▸ **Given passage**:
━━━━━━━━

Take advantage of the RPO’s free summer concerts.
The feeling hits you the moment you walk into the oval lobby, which invites you further into a place of elegance and opulence. Then, the conductor raises his baton, the music starts and you are at once awash in the glorious sounds; uplifted and taken away by the unique experience of a live orchestra.
If the hairs on the back of your neck are standing up and you’re tapping your toes, chances are you’ve experienced the feeling George Eastman wanted to create for his audience and his community.
Eastman built the theater with great attention to every detail: artwork, statuary, lighting. He made sure that the mezzanine level was tucked back under the balcony so that the angle would be less steep. It made for a pleasant experience, even for the less expensive seats. His intention was to give all the patrons of his theater a superlative experience, no matter their economic or social status.

━━━━━━━━

▸ **Given data**:
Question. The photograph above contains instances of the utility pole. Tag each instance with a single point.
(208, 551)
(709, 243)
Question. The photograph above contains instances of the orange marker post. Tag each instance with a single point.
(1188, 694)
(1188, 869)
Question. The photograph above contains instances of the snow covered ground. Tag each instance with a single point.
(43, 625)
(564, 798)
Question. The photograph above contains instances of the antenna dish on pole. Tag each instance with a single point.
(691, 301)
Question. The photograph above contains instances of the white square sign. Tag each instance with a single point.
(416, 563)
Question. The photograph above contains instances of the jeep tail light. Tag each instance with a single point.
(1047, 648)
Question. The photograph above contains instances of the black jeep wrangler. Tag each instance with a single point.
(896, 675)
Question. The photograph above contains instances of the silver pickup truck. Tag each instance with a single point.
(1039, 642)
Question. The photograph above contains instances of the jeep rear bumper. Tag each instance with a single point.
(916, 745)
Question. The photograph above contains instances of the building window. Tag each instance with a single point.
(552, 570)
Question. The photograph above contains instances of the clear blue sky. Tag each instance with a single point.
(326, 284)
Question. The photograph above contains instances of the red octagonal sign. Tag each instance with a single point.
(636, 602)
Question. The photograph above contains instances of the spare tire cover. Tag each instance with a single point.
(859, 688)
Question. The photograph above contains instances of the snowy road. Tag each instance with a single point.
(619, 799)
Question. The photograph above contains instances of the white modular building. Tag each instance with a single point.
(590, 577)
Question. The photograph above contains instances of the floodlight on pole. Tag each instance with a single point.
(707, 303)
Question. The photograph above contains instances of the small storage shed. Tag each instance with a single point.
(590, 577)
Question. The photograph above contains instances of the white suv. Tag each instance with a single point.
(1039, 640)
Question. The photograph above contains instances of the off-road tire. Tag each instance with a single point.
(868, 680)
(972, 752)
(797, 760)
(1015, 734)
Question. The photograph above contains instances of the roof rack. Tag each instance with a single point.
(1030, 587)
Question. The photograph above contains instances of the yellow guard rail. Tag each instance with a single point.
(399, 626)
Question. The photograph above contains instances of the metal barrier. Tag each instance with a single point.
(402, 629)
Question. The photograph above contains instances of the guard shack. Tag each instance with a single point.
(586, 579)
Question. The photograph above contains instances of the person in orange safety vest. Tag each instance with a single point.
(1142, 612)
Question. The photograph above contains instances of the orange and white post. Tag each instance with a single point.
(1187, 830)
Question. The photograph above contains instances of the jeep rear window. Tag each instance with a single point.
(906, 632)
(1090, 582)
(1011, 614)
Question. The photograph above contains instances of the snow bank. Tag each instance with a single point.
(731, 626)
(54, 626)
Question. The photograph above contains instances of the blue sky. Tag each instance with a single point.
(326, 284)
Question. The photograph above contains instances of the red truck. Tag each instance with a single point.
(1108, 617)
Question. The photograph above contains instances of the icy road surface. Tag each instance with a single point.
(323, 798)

━━━━━━━━

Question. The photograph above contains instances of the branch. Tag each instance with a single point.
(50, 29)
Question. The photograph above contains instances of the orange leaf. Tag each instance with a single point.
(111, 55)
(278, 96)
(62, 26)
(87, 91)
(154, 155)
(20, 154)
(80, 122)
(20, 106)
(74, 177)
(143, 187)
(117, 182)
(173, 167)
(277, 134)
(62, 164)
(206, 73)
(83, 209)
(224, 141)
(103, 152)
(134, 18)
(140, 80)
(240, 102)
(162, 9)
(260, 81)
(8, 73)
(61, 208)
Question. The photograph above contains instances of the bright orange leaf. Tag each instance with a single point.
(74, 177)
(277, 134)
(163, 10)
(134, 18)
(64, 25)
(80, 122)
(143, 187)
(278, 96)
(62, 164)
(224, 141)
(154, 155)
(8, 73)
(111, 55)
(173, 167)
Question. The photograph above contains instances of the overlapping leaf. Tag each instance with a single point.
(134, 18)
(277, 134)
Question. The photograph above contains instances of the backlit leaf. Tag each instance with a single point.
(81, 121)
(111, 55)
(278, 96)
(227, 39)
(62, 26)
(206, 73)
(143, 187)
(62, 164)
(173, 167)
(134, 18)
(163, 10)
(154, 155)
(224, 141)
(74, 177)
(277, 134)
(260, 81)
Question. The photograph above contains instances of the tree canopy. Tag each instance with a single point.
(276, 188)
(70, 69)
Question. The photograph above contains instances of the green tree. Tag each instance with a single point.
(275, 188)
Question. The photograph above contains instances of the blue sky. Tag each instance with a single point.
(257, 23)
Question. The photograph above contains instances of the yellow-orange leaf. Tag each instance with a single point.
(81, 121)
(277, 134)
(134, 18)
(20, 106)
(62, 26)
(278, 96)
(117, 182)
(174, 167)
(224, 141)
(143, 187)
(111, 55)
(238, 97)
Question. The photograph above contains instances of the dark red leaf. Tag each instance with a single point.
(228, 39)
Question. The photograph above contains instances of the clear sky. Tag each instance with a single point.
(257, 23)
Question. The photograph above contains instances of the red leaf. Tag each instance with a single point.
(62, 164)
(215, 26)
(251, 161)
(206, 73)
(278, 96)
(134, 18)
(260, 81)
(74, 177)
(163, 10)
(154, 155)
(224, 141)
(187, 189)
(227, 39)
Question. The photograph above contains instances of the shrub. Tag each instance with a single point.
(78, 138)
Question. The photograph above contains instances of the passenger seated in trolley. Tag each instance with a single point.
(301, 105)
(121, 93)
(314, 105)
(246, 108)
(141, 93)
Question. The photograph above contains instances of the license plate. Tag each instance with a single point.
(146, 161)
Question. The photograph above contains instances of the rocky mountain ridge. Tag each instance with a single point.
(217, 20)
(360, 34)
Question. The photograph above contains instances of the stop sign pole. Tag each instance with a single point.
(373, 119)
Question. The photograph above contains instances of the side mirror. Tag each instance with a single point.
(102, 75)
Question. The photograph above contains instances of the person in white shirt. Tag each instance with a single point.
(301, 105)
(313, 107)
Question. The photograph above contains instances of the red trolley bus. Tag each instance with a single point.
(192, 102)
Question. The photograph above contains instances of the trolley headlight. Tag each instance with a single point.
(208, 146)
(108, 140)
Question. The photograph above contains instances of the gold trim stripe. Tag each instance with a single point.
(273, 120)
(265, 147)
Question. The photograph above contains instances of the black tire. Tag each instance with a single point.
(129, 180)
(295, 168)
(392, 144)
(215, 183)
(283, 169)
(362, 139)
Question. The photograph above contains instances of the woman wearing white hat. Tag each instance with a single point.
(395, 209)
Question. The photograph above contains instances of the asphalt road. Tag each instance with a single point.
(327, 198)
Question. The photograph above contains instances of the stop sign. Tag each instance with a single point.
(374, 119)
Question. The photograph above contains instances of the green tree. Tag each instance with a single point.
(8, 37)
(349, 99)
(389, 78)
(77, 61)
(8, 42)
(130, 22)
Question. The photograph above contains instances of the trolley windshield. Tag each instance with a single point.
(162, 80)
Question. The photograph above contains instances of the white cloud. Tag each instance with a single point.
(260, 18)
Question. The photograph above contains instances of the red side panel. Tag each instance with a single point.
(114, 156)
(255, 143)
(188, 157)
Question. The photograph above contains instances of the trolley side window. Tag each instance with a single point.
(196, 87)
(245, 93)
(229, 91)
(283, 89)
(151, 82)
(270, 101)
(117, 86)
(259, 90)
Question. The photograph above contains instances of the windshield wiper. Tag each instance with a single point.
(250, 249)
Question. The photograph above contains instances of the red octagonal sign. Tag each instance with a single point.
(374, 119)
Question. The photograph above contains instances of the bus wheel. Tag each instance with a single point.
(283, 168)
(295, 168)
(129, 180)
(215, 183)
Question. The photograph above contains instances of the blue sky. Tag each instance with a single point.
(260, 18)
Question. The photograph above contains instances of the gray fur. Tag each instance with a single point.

━━━━━━━━

▸ **Objective**: Retype everything from "The feeling hits" down to "a live orchestra." in the passage on the Eastman Theatre, word for word.

▸ **Result of this task**:
The feeling hits you the moment you walk into the oval lobby, which invites you further into a place of elegance and opulence. Then, the conductor raises his baton, the music starts and you are at once awash in the glorious sounds; uplifted and taken away by the unique experience of a live orchestra.